Zadania do wykonania:
a: Wyodrębnij dosłownie z tekstu o Grand Prix Australii fragment między „Grand Prix Australii zaliczane” a „tym jestem lepszy[1].”, łącznie z tymi słowami.
b: Jak mógłby brzmieć dalszy ciąg tekstu o Grand Prix Australii? Rozwiń go, zaczynając zaraz po jego ostatnim zdaniu.

Wybrany fragment:
━━━

Grand Prix Australii

Z Nonsensopedii, polskiej encyklopedii humoru

Grand Prix Australii (znane również jako GP Australii, Grand Prix Australii Formuły 1, często wobec niedopatrzenia organizatorów określane w mediach jako Grand Prix Australii na Żużlu) – cykliczny piknik organizowany dla kilkunastu tysięcy ludzi w wybranym miejscu największej wyspy świata. Korzystający z tej sposobności działacze F1 wypuszczają na tor zawodników wyposażonych w bolidy, co przyciąga uwagę największych stacji telewizyjnych świata, które zamiast na żywo transmitować piknik pokazują wehikuły krążące bez celu w kółko po torze.

Zawody[edytuj • edytuj kod]

Kazuki Nakajima (czerwone kółko) polujący na Kubicę (zielone kółko) podczas GP Australii w 2008 roku

Grand Prix Australii zaliczane jest do eliminacji Mistrzostw Świata Formuły 1, pomimo, że żadną eliminacją nie jest (nikt nie odpada). W celu zachowania resztek przyzwoitości corocznie kilku kierowców dba, aby do takowych eliminacji dochodziło. W latach 20082009 rolę eliminowanego przybierał Robert Kubica, a eliminujących odpowiednio: Samuraj Nakajima i Sebastian Vettel. Dwaj ostatni popełniali przy tym wiele błędów wskutek czego eliminowali siebie samych. Organizatorzy wyścigów F1 zapowiadają, że w 2010 roku na odprawie przed wyścigiem o GP Australii szczegółowo wyjaśnią kierowcom wszelkie zasady rywalizacji oraz postarają się zmienić błędne przekonanie, że im więcej przeciwników unieszkodliwię, tym jestem lepszy[1].

Znak ostrzegawczy na torze podczas wyścigów o GP Australii

Miejsce[edytuj • edytuj kod]

Od 1996 roku wyścig odbywa się w Melbourne. Lokalizacja toru powoduje, że kierowcy bolidów oprócz pokonywania kolejnych zakrętów muszą uważać na przebiegające przez tor kangury.

━━━

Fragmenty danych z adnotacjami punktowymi
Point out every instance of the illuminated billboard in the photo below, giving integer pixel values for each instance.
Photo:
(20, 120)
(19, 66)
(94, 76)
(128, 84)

━━━

Odpowiedzi:
a:
Grand Prix Australii zaliczane jest do eliminacji Mistrzostw Świata Formuły 1, pomimo, że żadną eliminacją nie jest (nikt nie odpada). W celu zachowania resztek przyzwoitości corocznie kilku kierowców dba, aby do takowych eliminacji dochodziło. W latach 20082009 rolę eliminowanego przybierał Robert Kubica, a eliminujących odpowiednio: Samuraj Nakajima i Sebastian Vettel. Dwaj ostatni popełniali przy tym wiele błędów wskutek czego eliminowali siebie samych. Organizatorzy wyścigów F1 zapowiadają, że w 2010 roku na odprawie przed wyścigiem o GP Australii szczegółowo wyjaśnią kierowcom wszelkie zasady rywalizacji oraz postarają się zmienić błędne przekonanie, że im więcej przeciwników unieszkodliwię, tym jestem lepszy[1].

b:
Historia[edytuj • edytuj kod]

W ostatnich 16 latach w GP Australii kierowcy brytyjscy wygrywali 8 razy, co budzi podejrzenia odnośnie równości szans startujących kierowców. Z tego powodu przed 2020 rokiem planuje się przenieść GP Australii w okolice Krakowa, rodzinnego miasta Roberta Kubicy.

Żużel[edytuj • edytuj kod]

W 2002 roku w Australii zorganizowano Grand Prix Australii na Żużlu, czyli zmodyfikowane wyścigi F1, w których kierowcom zabrano bolidy, w zamian dano motocykle bez hamulców, na torze usunięto zakręty (zmniejszono ich liczbę do 2) a na asfalt wysypany został granit. Pomysł okazał się na tyle nietrafiony, że więcej już takich dziwactw w Australii nie organizowano.

Ciekawostki[edytuj • edytuj kod]

  • Wedle wiarygodnych źródeł na siódmym zakręcie toru tuż przy zewnętrznym krawężniku widnieje podpis Tony'ego Halika.
  • Wieść gminna niesie, że tor w Australii miał być miejscem kręcenia filmu pt. Titanic, ale ze względu na brak dostatecznej ilości wody i uczulenie ekipy filmowej na sierść kangurów z pomysłu ostatecznie zrezygnowano.
  • Wolfgang Amadeusz Mozart pod wrażeniem emocji, których doświadczył podczas oglądania wyścigów F1, napisał koncert fortepianowy dedykowany organizatorom GP Australii.
  • Tor w Melbourne nie jest widoczny z kosmosu (jest zbyt mały).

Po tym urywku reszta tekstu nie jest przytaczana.